> **THE EXERCISE**
Render the stretch of entries below, from the line containing "point: rocky terrain" through the end of the entries, as a JSON list of strings with one string per line. Leave out blank lines.

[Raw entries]

____________________

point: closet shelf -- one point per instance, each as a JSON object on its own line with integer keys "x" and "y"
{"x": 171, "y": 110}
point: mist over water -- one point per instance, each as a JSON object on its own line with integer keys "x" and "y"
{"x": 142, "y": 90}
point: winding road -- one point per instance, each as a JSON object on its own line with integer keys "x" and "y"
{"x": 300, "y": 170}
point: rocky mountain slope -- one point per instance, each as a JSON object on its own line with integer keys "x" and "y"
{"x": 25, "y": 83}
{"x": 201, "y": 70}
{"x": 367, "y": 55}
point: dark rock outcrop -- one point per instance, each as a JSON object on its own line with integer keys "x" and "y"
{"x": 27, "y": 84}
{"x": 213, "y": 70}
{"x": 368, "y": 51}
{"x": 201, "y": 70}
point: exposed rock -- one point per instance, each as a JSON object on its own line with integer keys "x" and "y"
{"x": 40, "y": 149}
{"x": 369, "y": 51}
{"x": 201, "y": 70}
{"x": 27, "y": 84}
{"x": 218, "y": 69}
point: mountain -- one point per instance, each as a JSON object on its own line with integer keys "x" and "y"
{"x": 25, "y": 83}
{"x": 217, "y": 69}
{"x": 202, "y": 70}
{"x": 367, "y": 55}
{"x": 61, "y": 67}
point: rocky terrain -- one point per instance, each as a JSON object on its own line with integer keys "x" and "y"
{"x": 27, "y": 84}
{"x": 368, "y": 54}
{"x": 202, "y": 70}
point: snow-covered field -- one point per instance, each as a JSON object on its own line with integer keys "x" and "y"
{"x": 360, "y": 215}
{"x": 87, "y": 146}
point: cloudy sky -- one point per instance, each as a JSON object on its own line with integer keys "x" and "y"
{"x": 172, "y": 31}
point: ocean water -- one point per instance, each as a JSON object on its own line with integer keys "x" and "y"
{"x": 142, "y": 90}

____________________

> **SOLUTION**
[
  "point: rocky terrain -- one point per instance, each as a JSON object on its own line with integer keys \"x\" and \"y\"",
  "{\"x\": 27, \"y\": 84}",
  "{\"x\": 368, \"y\": 54}",
  "{\"x\": 202, \"y\": 70}",
  "point: snow-covered field -- one point per instance, each as a JSON object on its own line with integer keys \"x\" and \"y\"",
  "{\"x\": 360, \"y\": 215}",
  "{\"x\": 87, \"y\": 146}",
  "point: cloudy sky -- one point per instance, each as a JSON object on its own line with integer keys \"x\" and \"y\"",
  "{\"x\": 172, \"y\": 31}",
  "point: ocean water -- one point per instance, each as a JSON object on its own line with integer keys \"x\" and \"y\"",
  "{\"x\": 142, \"y\": 90}"
]